* _Instructions to follow_
Lay out every row below as a numbered list, skipping any blank lines.

--- BEGIN Material provided ---

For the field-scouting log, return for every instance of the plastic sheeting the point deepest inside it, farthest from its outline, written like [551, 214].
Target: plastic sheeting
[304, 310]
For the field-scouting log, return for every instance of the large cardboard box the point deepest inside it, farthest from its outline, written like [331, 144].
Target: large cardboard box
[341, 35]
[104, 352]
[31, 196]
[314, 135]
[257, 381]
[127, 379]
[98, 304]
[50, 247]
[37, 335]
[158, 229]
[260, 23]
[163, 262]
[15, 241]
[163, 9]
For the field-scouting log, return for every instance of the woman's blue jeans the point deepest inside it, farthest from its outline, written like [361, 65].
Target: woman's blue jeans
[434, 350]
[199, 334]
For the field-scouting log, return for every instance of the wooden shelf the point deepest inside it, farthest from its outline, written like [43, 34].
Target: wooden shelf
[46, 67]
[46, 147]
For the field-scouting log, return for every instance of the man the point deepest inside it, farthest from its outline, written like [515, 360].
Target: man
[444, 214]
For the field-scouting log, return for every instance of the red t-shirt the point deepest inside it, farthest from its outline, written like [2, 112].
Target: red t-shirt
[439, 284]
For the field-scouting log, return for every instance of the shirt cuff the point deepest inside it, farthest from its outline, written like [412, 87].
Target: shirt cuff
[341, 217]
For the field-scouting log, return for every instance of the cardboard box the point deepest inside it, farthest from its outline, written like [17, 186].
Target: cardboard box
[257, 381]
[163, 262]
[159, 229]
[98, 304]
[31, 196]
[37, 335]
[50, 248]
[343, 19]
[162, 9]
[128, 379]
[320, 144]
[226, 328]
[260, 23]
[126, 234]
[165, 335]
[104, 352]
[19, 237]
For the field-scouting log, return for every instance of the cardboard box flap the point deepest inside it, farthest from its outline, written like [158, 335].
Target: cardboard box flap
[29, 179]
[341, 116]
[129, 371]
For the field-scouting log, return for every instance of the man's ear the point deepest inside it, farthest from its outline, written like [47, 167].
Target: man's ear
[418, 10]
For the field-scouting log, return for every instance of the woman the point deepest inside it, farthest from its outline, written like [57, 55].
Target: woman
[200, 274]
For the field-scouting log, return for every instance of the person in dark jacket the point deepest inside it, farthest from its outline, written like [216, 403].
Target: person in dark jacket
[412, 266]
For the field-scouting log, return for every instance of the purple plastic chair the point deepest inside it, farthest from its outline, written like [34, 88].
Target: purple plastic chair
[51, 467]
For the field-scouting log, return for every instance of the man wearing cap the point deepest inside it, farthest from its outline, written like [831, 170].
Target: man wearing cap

--- END Material provided ---

* _Output of the task_
1. For the field-scouting log, return for every instance of the plastic sheeting the point deepest inside it, farthest from its outline, written like [551, 214].
2. Target: plastic sheeting
3. [304, 310]
4. For the field-scouting log, return for every instance of the large cardboard box the point deepest inside it, farthest from its outline, written like [331, 144].
5. Target: large cardboard box
6. [341, 35]
7. [104, 352]
8. [31, 196]
9. [314, 135]
10. [257, 381]
11. [127, 379]
12. [98, 304]
13. [50, 247]
14. [37, 335]
15. [158, 229]
16. [260, 23]
17. [163, 262]
18. [15, 241]
19. [163, 9]
20. For the field-scouting log, return for every instance of the woman's blue jeans the point deepest inside it, farthest from its outline, written like [361, 65].
21. Target: woman's blue jeans
22. [434, 350]
23. [199, 334]
24. For the field-scouting log, return for every instance of the wooden shelf the point deepest inside it, farthest from its outline, written like [43, 34].
25. Target: wooden shelf
26. [46, 67]
27. [46, 147]
28. For the field-scouting log, return for every instance of the man the point deepest inside it, farthest from its outline, written like [515, 360].
29. Target: man
30. [444, 214]
31. For the field-scouting log, return for every instance of the red t-shirt the point deepest inside it, farthest from its outline, written like [2, 112].
32. Target: red t-shirt
33. [439, 284]
34. For the field-scouting log, return for every instance of the shirt cuff the point deepest inside it, farthest from its outline, written like [412, 87].
35. Target: shirt cuff
36. [341, 217]
37. For the field-scouting log, return for every instance of the cardboard box the point deepest inside it, farthest from its outline, written like [17, 186].
38. Target: cardboard box
39. [257, 381]
40. [163, 262]
41. [159, 229]
42. [98, 304]
43. [31, 196]
44. [37, 335]
45. [50, 248]
46. [343, 19]
47. [162, 9]
48. [128, 379]
49. [320, 144]
50. [226, 328]
51. [260, 23]
52. [126, 234]
53. [165, 335]
54. [104, 352]
55. [19, 237]
56. For the field-scouting log, return for every instance of the cardboard box flap the point deepest inside it, farthest from its outline, written like [158, 335].
57. Target: cardboard box flap
58. [29, 179]
59. [341, 116]
60. [129, 371]
61. For the field-scouting log, return for every instance of the man's ear the point deepest inside it, farthest from its outline, written like [47, 167].
62. Target: man's ear
63. [418, 10]
64. For the field-scouting log, return for every instance of the woman the point deepest inside it, farthest from its outline, written like [57, 55].
65. Target: woman
66. [200, 274]
67. For the field-scouting log, return for every instance of the person in dark jacket the point deepest inside it, farthest from its outline, written like [216, 403].
68. Target: person in dark jacket
69. [412, 266]
70. For the field-scouting log, return for every instance of the purple plastic chair the point deepest inside it, farthest from its outline, written like [34, 88].
71. Target: purple plastic chair
72. [51, 467]
73. For the field-scouting log, return for every instance of the man wearing cap the point deepest inside it, farthest from its outline, written like [831, 170].
74. Target: man wearing cap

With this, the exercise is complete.